Task description
Output every record verbatim, and omit each picture.

----

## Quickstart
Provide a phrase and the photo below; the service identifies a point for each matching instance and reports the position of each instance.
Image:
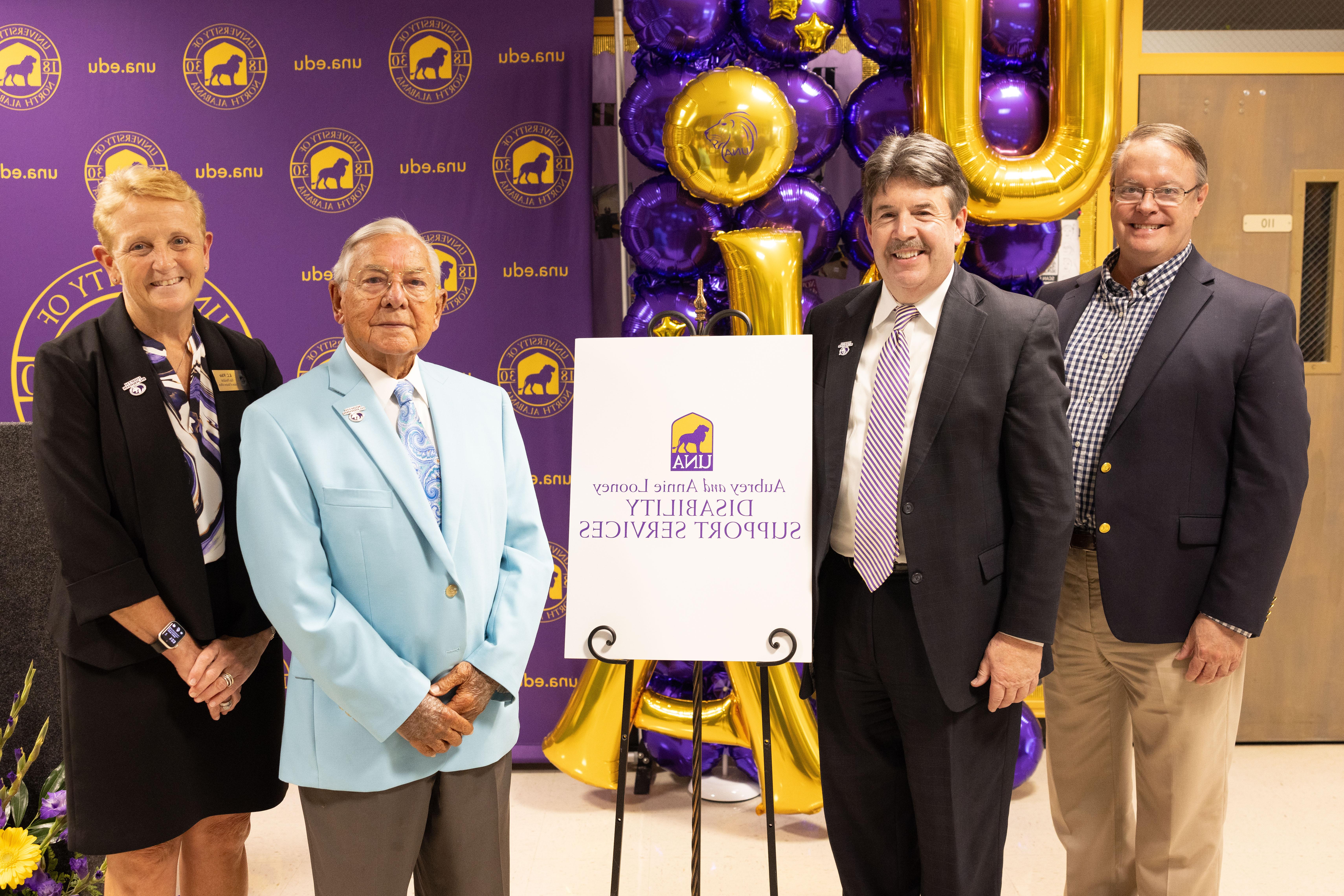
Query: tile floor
(1285, 835)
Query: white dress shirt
(384, 386)
(920, 335)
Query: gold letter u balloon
(1084, 107)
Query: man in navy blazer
(1190, 429)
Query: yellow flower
(19, 856)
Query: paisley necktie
(424, 457)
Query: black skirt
(146, 762)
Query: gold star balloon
(812, 34)
(730, 135)
(667, 327)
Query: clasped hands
(204, 668)
(436, 726)
(1013, 670)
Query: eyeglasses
(374, 283)
(1162, 195)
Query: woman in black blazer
(136, 421)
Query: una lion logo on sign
(693, 444)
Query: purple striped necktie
(884, 443)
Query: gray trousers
(449, 829)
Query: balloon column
(1026, 92)
(725, 104)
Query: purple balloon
(802, 205)
(879, 29)
(882, 104)
(818, 111)
(776, 38)
(670, 232)
(811, 299)
(1031, 748)
(678, 29)
(1013, 31)
(654, 295)
(1015, 112)
(854, 236)
(1011, 256)
(646, 108)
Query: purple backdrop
(299, 123)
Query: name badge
(230, 381)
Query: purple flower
(44, 886)
(53, 805)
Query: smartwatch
(170, 637)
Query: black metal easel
(697, 745)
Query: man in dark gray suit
(1190, 463)
(943, 512)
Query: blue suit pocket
(299, 745)
(358, 498)
(1201, 531)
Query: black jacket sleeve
(100, 563)
(1037, 453)
(1267, 477)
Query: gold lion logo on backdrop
(225, 66)
(554, 608)
(533, 164)
(331, 170)
(458, 268)
(30, 68)
(538, 374)
(429, 60)
(120, 150)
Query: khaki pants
(1123, 723)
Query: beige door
(1263, 135)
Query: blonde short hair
(140, 180)
(1172, 136)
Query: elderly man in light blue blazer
(389, 522)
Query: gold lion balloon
(765, 277)
(584, 743)
(1084, 107)
(730, 135)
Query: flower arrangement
(29, 860)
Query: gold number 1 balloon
(730, 135)
(765, 277)
(1084, 107)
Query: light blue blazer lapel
(385, 449)
(445, 412)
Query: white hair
(382, 228)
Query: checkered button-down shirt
(1097, 361)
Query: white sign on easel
(691, 498)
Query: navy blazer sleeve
(1267, 473)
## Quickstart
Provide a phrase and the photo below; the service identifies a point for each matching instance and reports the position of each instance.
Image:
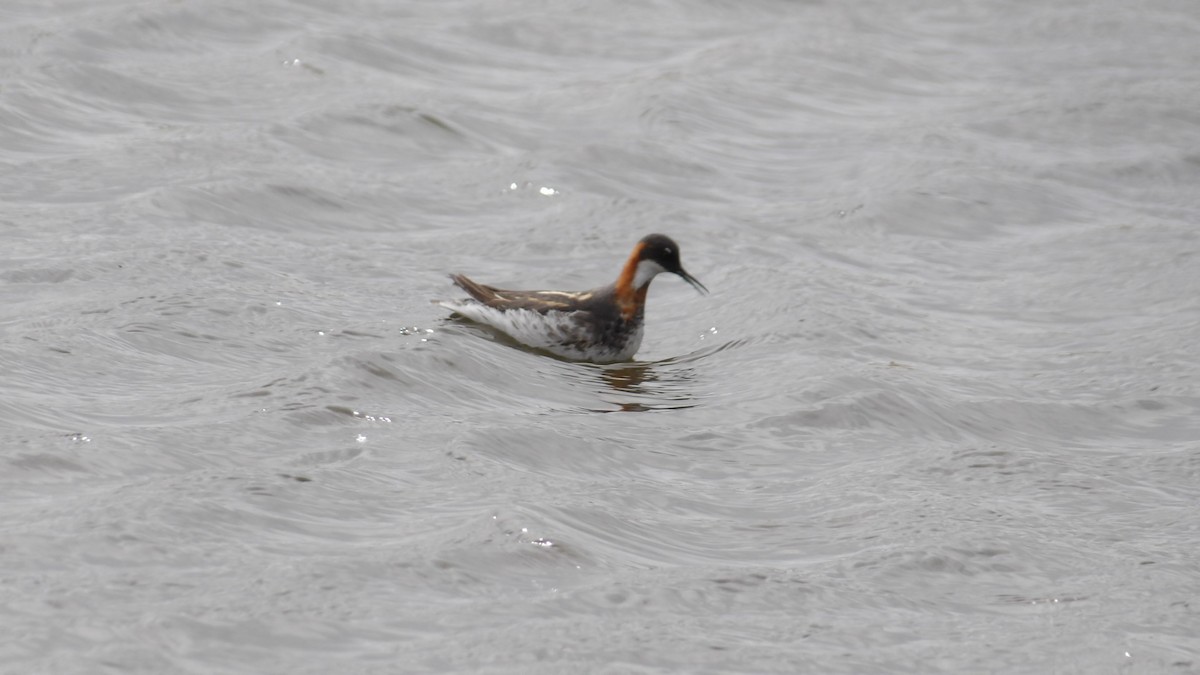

----

Task output
## Quickstart
Provide a phrase and the photo below; the service identifies a point for each matching instance and reports the position of each instance.
Image:
Query: tile floor
(1285, 835)
Query: white dress shirt
(384, 386)
(920, 335)
Query: gold letter u balloon
(1084, 107)
Query: man in navy blazer
(1190, 429)
Query: yellow flower
(19, 856)
Query: paisley necktie
(424, 457)
Query: black skirt
(146, 762)
Query: gold star balloon
(812, 34)
(730, 135)
(667, 327)
Query: clasped hands
(204, 668)
(436, 726)
(1013, 670)
Query: eyeglasses
(374, 283)
(1162, 195)
Query: woman in black blazer
(136, 421)
Query: una lion logo on sign
(693, 444)
Query: purple striped necktie
(884, 443)
Query: gray trousers
(449, 829)
Query: balloon column
(1026, 92)
(725, 104)
Query: purple balloon
(802, 205)
(879, 29)
(882, 104)
(818, 111)
(776, 38)
(670, 232)
(811, 299)
(1031, 748)
(678, 29)
(1013, 31)
(654, 295)
(1015, 112)
(854, 236)
(1011, 256)
(646, 108)
Query: purple backdrop
(299, 123)
Query: name badge
(230, 381)
Query: purple flower
(44, 886)
(53, 805)
Query: smartwatch
(170, 637)
Query: black metal easel
(697, 745)
Query: man in dark gray suit
(1190, 463)
(943, 512)
Query: blue suit pocket
(299, 745)
(358, 498)
(1201, 531)
Query: black jacket sleeve
(100, 563)
(1037, 453)
(1267, 477)
Query: gold lion logo on backdrop
(225, 66)
(554, 608)
(533, 164)
(331, 170)
(458, 268)
(30, 68)
(538, 374)
(429, 60)
(120, 150)
Query: khaki pants
(1123, 723)
Query: beige door
(1263, 135)
Query: blonde short hair
(140, 180)
(1172, 136)
Query: elderly man in light blue blazer
(389, 522)
Query: gold lion balloon
(765, 277)
(584, 743)
(1084, 107)
(730, 135)
Query: flower arrangement
(29, 860)
Query: gold number 1 balloon
(730, 135)
(765, 277)
(1084, 107)
Query: light blue blazer lapel
(385, 449)
(445, 412)
Query: white hair
(382, 228)
Query: checkered button-down shirt
(1097, 361)
Query: white sign on easel
(691, 498)
Query: navy blazer sleeve
(1267, 473)
## Quickstart
Provide a phrase and the photo below; the service identifies a point for each matching instance and reports the position of each instance.
Image:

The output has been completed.